#### THE PROBLEM
Down to the last line, retype each line of the entries exactly, starting with the one that contains "For each instance of the pavement, the".

#### SUPPLIED MATERIAL
****************
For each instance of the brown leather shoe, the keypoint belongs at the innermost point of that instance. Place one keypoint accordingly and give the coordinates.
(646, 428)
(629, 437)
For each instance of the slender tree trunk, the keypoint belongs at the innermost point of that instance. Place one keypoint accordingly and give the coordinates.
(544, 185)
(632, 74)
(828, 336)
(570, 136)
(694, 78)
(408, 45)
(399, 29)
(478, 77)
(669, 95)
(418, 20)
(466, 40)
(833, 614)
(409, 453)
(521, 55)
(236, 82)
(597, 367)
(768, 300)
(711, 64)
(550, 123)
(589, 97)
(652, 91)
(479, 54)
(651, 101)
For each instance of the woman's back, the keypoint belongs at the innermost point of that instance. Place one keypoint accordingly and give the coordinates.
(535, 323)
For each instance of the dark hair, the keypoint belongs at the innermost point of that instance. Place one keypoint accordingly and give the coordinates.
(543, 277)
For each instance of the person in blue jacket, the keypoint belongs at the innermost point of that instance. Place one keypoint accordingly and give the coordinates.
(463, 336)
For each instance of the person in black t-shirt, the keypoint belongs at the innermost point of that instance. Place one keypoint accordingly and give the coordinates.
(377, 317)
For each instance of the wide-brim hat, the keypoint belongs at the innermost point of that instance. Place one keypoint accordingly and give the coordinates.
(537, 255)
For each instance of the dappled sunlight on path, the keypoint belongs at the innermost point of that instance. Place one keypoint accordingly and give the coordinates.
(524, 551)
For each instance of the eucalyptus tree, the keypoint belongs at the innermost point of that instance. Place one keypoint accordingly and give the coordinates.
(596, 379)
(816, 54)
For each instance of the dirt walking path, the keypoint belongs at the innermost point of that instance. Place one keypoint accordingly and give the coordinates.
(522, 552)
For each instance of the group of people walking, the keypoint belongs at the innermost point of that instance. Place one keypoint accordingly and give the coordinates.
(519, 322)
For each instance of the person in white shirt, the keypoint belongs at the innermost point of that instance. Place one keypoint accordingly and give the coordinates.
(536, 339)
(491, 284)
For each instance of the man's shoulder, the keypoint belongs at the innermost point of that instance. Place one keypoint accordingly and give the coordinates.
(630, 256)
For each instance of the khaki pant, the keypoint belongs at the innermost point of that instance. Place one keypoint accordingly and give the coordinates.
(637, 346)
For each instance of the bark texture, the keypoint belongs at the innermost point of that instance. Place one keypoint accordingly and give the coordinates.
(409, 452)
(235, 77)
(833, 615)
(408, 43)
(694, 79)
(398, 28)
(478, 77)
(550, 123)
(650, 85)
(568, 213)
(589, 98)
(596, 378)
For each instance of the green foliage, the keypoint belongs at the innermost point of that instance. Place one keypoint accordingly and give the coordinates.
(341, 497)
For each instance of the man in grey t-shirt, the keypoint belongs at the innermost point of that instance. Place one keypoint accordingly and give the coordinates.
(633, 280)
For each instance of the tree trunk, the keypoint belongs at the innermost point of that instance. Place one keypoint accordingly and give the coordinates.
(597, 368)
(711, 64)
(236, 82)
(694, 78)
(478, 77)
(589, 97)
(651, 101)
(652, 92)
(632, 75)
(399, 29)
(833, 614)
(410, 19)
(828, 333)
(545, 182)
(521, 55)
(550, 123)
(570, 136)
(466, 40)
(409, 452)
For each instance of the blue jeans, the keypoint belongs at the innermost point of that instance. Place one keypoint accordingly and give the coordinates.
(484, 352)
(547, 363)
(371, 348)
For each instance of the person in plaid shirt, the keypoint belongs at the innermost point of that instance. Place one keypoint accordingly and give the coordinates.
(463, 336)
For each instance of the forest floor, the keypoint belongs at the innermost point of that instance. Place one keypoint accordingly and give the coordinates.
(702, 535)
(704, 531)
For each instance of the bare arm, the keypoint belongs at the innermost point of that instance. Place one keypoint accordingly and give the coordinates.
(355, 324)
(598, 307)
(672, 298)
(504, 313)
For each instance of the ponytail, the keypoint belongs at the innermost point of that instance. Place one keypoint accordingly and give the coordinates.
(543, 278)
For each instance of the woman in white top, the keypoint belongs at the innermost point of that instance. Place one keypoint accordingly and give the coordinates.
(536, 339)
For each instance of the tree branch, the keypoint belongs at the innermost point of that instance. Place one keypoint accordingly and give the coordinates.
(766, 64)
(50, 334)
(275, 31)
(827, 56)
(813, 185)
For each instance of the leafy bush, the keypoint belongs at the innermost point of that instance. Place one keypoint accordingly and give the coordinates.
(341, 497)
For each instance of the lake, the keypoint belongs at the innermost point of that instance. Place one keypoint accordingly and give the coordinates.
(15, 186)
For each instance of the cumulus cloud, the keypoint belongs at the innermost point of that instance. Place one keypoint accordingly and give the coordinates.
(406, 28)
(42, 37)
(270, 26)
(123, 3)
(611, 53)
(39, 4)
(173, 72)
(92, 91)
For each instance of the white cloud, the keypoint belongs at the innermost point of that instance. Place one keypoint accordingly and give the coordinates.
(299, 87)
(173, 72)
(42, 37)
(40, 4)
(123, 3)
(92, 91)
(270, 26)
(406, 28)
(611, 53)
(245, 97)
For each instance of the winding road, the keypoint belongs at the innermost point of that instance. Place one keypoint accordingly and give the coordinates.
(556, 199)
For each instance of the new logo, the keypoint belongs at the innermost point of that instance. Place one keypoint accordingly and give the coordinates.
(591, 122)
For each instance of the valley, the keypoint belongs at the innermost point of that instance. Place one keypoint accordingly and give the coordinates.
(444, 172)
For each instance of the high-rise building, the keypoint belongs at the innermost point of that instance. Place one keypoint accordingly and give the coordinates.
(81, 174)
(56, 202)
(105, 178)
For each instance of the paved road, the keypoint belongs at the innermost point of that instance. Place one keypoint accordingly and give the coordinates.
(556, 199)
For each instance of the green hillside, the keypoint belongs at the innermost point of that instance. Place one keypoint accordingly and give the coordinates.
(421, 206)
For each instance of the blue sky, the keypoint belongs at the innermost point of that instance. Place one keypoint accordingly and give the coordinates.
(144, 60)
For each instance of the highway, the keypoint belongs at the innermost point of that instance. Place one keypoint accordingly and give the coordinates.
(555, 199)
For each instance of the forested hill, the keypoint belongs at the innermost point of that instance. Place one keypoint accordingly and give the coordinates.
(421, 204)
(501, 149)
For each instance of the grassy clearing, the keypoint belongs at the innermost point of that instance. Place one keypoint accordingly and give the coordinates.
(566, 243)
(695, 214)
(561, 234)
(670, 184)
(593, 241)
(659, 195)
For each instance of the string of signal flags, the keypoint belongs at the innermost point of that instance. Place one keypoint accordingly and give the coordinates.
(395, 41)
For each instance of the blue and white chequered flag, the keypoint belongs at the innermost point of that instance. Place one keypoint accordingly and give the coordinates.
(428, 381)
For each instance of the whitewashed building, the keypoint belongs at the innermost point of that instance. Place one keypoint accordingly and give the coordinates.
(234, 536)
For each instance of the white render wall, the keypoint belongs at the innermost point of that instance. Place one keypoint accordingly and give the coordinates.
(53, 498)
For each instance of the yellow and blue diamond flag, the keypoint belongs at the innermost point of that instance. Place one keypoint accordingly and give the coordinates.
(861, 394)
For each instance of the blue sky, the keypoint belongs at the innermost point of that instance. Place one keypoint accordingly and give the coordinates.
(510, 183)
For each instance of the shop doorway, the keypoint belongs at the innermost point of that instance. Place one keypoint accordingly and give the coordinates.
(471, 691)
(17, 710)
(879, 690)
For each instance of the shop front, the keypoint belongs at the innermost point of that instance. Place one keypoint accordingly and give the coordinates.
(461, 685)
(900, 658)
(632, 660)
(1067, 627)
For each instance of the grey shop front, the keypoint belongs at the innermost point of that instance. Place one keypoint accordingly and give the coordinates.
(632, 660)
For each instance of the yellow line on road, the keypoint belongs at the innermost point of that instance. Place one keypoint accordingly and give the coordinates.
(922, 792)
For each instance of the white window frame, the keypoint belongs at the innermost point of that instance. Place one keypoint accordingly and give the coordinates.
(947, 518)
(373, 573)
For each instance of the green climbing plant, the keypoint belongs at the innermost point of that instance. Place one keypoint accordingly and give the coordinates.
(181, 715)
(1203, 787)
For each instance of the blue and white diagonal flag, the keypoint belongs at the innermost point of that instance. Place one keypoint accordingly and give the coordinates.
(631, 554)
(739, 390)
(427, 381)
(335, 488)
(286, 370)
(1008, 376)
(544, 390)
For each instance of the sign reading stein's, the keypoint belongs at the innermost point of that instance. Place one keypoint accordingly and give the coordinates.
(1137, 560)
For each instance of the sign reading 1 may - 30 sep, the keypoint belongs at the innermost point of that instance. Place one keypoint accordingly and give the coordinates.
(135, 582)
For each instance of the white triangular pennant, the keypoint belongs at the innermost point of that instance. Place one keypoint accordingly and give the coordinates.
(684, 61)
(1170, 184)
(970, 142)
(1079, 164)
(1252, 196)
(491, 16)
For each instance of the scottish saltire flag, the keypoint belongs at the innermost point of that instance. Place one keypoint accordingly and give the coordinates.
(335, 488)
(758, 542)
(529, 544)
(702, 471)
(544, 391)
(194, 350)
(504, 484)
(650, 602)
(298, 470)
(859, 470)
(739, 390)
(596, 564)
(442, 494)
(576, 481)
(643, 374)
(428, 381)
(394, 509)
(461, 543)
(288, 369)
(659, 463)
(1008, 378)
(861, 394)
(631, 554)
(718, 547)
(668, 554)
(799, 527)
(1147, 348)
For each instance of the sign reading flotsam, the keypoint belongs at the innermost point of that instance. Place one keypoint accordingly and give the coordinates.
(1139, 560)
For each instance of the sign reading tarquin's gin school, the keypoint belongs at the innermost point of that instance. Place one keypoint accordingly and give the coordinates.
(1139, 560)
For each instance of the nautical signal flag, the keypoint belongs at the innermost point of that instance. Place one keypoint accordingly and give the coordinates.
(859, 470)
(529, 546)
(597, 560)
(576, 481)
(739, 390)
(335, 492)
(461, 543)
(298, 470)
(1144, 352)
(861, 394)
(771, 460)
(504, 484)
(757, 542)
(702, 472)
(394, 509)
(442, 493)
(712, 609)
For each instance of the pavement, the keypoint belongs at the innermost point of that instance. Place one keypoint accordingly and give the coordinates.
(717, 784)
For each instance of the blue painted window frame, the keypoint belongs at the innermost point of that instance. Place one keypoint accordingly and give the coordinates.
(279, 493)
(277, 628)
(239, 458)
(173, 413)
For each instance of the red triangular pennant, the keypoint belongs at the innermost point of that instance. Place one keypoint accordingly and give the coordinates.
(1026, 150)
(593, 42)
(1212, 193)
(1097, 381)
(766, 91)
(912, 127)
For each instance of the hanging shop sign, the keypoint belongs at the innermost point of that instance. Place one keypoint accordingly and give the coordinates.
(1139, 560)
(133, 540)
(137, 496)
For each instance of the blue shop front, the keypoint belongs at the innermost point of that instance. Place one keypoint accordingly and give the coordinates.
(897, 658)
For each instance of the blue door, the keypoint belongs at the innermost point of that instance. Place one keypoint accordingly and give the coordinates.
****************
#### RESULT
For each instance of the pavement, the keypoint belongs at the innermost point of that instance. Place one keypoint accordingly and give the coordinates.
(717, 784)
For each instance of the blue painted window frame, the keypoint belongs at the innermost point of that instance. Place one keypoint accordingly and give the coordinates.
(279, 493)
(277, 628)
(239, 458)
(173, 413)
For each instance of the red triangular pennant, the keypoint belongs at the innermost point of that instance. Place one keypoint accordingly and give the coordinates.
(1026, 150)
(593, 42)
(1212, 193)
(1097, 381)
(766, 91)
(912, 127)
For each instance of the hanging shop sign, the keypoint belongs at the innermost point of that instance. Place one keypoint accordingly and give the coordinates.
(1139, 560)
(133, 540)
(137, 496)
For each instance of the blue shop front, the keypoint belongs at the innermost point of that instance. Place one keypoint accordingly and give the coordinates.
(897, 658)
For each instance of the blue door, the keypoint belongs at the innermost point of that instance. Place one keypoint accordingly and give the coordinates.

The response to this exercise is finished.